[ABOUT THIS EXERCISE] Return the data exactly, but only from the line containing "Where can the brown" through its last line.

[Data records]
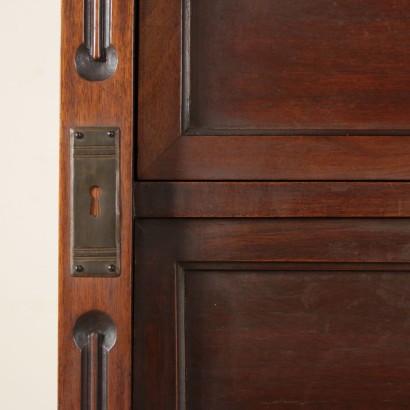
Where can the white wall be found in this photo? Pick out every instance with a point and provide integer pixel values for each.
(29, 111)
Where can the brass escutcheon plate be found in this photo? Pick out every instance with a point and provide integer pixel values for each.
(95, 202)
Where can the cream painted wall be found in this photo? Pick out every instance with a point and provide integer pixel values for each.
(29, 110)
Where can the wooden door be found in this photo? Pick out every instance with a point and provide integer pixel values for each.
(263, 237)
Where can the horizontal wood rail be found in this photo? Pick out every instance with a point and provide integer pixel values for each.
(272, 199)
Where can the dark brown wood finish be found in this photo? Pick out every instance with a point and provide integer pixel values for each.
(272, 314)
(96, 104)
(271, 199)
(272, 252)
(287, 91)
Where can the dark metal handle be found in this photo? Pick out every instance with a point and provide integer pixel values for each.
(94, 334)
(96, 59)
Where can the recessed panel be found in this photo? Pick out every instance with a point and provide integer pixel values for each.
(295, 339)
(300, 66)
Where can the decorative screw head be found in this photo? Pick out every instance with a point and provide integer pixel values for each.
(79, 268)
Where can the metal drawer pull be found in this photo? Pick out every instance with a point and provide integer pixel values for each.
(96, 59)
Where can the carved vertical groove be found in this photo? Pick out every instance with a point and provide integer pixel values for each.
(94, 334)
(96, 59)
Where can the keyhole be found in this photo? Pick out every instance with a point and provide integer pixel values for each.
(95, 193)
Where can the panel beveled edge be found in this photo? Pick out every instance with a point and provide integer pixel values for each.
(168, 150)
(293, 267)
(186, 104)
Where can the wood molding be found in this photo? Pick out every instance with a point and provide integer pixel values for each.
(377, 247)
(96, 104)
(271, 199)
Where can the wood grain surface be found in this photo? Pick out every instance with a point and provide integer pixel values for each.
(96, 104)
(271, 313)
(273, 91)
(271, 199)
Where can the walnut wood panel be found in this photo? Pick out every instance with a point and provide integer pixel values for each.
(295, 339)
(340, 252)
(303, 65)
(358, 89)
(271, 199)
(96, 104)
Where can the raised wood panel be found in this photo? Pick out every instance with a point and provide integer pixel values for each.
(346, 278)
(307, 66)
(271, 199)
(290, 91)
(291, 339)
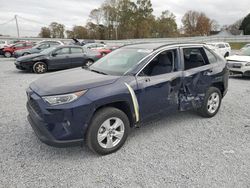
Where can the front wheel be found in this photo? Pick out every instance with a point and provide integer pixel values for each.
(211, 103)
(40, 67)
(108, 131)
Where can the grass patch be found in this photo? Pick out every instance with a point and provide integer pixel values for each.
(237, 45)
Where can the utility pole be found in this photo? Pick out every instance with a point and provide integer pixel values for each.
(17, 27)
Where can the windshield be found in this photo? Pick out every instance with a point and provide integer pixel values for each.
(119, 61)
(246, 52)
(48, 50)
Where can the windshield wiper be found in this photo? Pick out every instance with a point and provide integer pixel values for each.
(99, 72)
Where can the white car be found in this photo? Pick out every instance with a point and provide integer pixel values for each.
(221, 48)
(240, 64)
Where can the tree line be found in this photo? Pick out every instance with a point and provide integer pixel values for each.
(127, 19)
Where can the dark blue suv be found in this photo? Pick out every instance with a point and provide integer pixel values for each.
(129, 86)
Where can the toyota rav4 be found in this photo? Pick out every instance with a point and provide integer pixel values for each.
(124, 89)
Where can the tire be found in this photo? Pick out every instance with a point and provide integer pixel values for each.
(25, 54)
(89, 62)
(7, 54)
(40, 67)
(211, 103)
(102, 129)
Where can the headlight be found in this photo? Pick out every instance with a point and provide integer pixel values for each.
(63, 99)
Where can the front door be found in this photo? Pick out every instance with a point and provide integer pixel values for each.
(159, 84)
(197, 77)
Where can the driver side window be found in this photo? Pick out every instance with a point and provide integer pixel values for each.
(163, 63)
(62, 51)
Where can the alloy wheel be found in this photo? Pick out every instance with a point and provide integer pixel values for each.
(110, 132)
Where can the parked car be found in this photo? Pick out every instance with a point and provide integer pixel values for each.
(37, 48)
(244, 47)
(3, 44)
(240, 64)
(82, 42)
(222, 48)
(8, 51)
(55, 58)
(6, 43)
(102, 48)
(123, 90)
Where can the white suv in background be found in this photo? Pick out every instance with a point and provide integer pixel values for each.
(221, 48)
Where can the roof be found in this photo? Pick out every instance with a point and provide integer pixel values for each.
(154, 46)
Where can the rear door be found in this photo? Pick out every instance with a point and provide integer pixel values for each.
(76, 57)
(59, 59)
(197, 77)
(159, 84)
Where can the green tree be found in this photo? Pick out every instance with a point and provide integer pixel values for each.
(166, 25)
(45, 32)
(144, 19)
(196, 23)
(57, 30)
(245, 25)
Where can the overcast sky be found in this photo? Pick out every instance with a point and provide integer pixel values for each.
(76, 12)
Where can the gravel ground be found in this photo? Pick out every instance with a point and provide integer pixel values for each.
(182, 150)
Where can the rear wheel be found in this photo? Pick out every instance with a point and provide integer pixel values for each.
(40, 67)
(211, 103)
(108, 131)
(26, 53)
(7, 54)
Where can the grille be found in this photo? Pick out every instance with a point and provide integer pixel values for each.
(35, 106)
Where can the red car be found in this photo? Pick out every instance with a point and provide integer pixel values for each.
(8, 51)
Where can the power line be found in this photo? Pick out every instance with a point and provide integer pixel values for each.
(7, 21)
(30, 20)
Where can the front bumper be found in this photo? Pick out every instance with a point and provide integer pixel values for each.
(59, 127)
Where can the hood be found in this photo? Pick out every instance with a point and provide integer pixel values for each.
(239, 58)
(29, 57)
(70, 81)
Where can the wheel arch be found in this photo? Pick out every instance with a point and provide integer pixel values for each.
(124, 106)
(220, 86)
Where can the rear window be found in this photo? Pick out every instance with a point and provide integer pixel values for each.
(210, 56)
(194, 57)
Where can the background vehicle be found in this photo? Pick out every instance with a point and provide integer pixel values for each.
(124, 89)
(55, 58)
(81, 42)
(37, 48)
(8, 51)
(222, 48)
(240, 64)
(102, 48)
(244, 47)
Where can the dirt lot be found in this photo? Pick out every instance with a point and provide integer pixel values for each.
(182, 150)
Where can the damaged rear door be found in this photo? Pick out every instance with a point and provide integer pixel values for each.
(159, 83)
(197, 77)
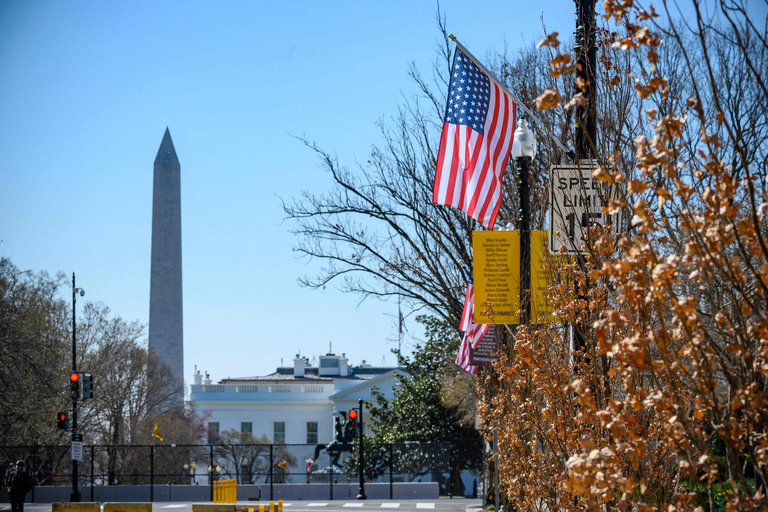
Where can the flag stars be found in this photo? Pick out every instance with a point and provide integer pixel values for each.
(468, 94)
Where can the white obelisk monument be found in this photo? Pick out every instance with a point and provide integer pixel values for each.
(166, 325)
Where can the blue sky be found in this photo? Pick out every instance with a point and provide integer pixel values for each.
(88, 88)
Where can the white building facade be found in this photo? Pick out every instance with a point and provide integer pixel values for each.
(294, 405)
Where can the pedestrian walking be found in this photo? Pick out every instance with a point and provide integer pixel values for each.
(19, 484)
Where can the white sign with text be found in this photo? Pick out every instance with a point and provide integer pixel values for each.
(576, 203)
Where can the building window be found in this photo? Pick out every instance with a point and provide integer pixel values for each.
(213, 432)
(311, 432)
(279, 432)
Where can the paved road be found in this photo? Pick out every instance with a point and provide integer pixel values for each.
(441, 505)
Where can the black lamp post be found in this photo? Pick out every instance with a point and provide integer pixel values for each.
(523, 151)
(75, 496)
(361, 495)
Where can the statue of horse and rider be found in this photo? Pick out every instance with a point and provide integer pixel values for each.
(342, 441)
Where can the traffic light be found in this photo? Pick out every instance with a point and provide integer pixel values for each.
(63, 418)
(353, 419)
(87, 385)
(75, 385)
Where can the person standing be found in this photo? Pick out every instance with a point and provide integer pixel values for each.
(19, 484)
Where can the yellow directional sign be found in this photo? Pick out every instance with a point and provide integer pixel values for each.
(545, 268)
(496, 272)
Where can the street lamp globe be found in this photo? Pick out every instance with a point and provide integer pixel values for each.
(524, 143)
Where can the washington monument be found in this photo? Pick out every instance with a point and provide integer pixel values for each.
(166, 325)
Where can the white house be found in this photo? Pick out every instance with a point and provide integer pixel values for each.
(294, 405)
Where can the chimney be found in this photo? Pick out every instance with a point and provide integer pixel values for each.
(298, 366)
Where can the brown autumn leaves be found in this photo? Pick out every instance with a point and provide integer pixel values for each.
(666, 404)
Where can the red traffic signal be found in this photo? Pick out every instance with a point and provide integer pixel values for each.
(74, 385)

[WRITTEN ANSWER]
Where can the brown autumn leaves be found in this photo? Pick out every instance with a point and provide integer pixel values for each.
(666, 404)
Where can the red traffic signal be found in this photo? Pick out every instance with a point and provide integer pixel values for each.
(74, 385)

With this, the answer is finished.